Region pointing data

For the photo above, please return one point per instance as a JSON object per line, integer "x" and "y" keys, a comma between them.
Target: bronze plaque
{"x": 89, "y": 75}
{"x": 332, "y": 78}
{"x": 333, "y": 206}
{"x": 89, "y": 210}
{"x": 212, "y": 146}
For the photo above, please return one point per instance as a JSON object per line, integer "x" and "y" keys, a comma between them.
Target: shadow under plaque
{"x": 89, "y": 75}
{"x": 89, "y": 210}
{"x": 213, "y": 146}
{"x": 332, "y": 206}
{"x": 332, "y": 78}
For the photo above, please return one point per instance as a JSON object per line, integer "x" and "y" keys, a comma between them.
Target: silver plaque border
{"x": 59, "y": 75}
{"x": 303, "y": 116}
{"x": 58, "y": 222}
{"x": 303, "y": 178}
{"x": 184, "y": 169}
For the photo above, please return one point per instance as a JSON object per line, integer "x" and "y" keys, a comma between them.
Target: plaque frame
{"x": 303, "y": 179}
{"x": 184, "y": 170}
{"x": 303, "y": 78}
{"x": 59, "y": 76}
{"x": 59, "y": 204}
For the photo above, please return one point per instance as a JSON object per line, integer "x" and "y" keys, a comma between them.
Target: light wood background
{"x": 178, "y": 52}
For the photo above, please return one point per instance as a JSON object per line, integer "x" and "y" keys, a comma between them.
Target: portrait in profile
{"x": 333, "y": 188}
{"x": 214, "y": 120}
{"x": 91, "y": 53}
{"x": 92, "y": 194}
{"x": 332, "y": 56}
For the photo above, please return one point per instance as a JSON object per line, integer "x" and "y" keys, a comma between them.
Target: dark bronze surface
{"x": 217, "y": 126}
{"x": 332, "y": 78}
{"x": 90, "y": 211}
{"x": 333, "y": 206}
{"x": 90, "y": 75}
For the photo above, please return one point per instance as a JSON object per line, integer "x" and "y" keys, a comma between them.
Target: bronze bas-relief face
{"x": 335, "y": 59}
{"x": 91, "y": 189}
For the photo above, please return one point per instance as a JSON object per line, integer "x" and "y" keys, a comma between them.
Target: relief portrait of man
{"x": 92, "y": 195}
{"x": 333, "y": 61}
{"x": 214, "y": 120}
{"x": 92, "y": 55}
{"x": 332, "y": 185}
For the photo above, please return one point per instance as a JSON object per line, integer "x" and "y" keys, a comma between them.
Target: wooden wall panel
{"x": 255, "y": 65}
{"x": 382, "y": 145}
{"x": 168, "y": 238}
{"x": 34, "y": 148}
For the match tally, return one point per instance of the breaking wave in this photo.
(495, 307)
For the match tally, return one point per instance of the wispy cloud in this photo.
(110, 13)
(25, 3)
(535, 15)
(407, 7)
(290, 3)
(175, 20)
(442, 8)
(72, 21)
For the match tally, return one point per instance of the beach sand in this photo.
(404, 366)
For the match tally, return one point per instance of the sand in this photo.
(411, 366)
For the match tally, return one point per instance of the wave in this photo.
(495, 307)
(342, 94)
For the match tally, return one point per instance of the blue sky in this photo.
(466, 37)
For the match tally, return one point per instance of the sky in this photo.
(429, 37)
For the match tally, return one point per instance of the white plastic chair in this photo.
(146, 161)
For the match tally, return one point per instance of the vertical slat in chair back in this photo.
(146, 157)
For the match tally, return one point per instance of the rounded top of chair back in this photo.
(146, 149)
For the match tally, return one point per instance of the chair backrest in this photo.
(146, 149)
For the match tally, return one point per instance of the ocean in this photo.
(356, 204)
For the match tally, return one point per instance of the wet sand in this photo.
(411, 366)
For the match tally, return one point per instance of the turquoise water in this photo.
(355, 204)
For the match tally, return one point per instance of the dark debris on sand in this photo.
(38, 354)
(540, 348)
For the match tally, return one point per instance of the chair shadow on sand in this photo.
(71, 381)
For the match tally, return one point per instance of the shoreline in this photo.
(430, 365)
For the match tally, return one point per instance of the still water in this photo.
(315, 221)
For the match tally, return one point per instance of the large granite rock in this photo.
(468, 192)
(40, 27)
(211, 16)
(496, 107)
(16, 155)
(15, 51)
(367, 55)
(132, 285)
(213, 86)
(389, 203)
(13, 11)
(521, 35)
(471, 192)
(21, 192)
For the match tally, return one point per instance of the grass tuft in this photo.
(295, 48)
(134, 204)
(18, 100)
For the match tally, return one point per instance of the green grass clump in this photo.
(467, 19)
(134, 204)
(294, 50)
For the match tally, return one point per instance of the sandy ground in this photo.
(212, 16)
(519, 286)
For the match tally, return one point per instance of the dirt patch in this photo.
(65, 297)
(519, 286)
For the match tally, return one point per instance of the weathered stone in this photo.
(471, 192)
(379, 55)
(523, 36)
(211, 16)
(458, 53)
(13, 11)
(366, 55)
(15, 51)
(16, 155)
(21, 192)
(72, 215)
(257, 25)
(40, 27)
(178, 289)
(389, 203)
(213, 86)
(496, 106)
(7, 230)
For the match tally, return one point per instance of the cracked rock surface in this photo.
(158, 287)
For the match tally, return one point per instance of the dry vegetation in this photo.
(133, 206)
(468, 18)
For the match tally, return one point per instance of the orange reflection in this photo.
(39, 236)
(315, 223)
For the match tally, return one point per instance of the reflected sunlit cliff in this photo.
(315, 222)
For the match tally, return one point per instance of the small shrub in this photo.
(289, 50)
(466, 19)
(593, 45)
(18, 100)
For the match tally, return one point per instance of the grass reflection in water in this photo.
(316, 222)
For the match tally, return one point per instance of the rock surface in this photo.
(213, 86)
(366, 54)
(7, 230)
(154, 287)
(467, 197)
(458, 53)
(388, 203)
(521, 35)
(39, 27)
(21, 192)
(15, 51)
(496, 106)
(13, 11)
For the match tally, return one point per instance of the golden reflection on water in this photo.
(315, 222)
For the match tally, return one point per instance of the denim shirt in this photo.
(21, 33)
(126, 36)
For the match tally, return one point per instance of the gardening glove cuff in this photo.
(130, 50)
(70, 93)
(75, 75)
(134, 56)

§ EXERCISE DESCRIPTION:
Your answer must be the lines from the one containing "the rock surface in this photo." through the last line of the entries, copied exactly, with no other lines.

§ WRITTEN RESPONSE:
For the match tally, return one point per instance of the rock surface in this photo.
(213, 86)
(366, 54)
(7, 230)
(154, 287)
(467, 197)
(458, 53)
(388, 203)
(521, 35)
(39, 27)
(21, 192)
(15, 51)
(496, 106)
(13, 11)
For the match tally, return one point per instance of the golden reflection on water in this photo.
(315, 222)
For the match tally, return one point per instance of the denim shirt in this photo.
(21, 33)
(126, 36)
For the match tally, return one point per instance of the gardening glove cuff in this photo.
(130, 50)
(70, 93)
(75, 75)
(134, 56)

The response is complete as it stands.